-- begin --
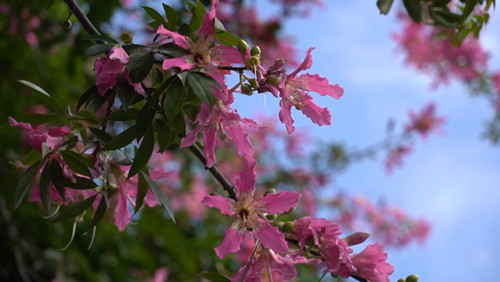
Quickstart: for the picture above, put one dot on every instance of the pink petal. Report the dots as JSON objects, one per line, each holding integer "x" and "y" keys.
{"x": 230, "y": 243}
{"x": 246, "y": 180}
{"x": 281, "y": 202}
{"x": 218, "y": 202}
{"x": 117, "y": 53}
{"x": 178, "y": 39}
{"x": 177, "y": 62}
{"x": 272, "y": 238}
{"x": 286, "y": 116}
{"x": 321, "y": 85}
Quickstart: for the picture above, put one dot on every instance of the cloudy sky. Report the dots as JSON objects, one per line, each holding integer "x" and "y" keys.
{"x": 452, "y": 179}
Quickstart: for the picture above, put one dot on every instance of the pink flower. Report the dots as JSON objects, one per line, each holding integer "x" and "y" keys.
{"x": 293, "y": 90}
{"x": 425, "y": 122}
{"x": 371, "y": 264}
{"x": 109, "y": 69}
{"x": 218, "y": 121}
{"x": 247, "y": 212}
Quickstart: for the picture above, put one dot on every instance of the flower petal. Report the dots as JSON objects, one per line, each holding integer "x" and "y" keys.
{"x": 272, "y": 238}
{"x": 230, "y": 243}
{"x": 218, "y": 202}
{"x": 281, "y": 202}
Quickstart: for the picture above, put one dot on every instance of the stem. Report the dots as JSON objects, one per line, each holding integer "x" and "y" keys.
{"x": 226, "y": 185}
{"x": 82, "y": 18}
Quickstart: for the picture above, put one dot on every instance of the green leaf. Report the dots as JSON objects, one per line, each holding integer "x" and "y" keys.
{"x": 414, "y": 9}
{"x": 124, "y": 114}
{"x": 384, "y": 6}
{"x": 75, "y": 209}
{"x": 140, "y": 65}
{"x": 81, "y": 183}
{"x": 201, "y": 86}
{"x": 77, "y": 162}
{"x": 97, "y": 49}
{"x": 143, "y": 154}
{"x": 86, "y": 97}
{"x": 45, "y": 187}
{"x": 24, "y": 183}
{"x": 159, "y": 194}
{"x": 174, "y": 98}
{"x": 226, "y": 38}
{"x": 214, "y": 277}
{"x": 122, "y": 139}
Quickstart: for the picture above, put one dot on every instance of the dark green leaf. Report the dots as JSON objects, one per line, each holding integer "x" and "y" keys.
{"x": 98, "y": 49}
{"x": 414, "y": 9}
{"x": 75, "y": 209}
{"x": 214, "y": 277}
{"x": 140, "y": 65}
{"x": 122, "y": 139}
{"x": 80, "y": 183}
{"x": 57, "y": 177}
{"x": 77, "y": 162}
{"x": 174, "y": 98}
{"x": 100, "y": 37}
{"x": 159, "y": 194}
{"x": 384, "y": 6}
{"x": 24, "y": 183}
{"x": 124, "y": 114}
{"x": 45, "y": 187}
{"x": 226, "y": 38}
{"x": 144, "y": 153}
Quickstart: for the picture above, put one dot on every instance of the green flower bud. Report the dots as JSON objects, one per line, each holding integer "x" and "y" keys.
-- end --
Reproduce everything from the line containing "of the dark" down to the end of the records, with "green flower bud" changed to "green seed pod" and nothing else altered.

▸ **EXERCISE ANSWER**
Quickstart: for the picture above, put one dot on every instance of the dark green leaf. Report the dots as JSON objects, one per line, each holding integer "x" and "y" keys.
{"x": 98, "y": 49}
{"x": 414, "y": 9}
{"x": 75, "y": 209}
{"x": 214, "y": 277}
{"x": 140, "y": 65}
{"x": 122, "y": 139}
{"x": 80, "y": 183}
{"x": 57, "y": 177}
{"x": 77, "y": 162}
{"x": 174, "y": 98}
{"x": 100, "y": 37}
{"x": 159, "y": 194}
{"x": 384, "y": 6}
{"x": 24, "y": 183}
{"x": 124, "y": 114}
{"x": 45, "y": 187}
{"x": 226, "y": 38}
{"x": 144, "y": 153}
Quickstart: for the picture above, put one dot on every instance of the green seed pod. Report the dots as JSON objects, one per line, each holding integer "x" and "y" keys.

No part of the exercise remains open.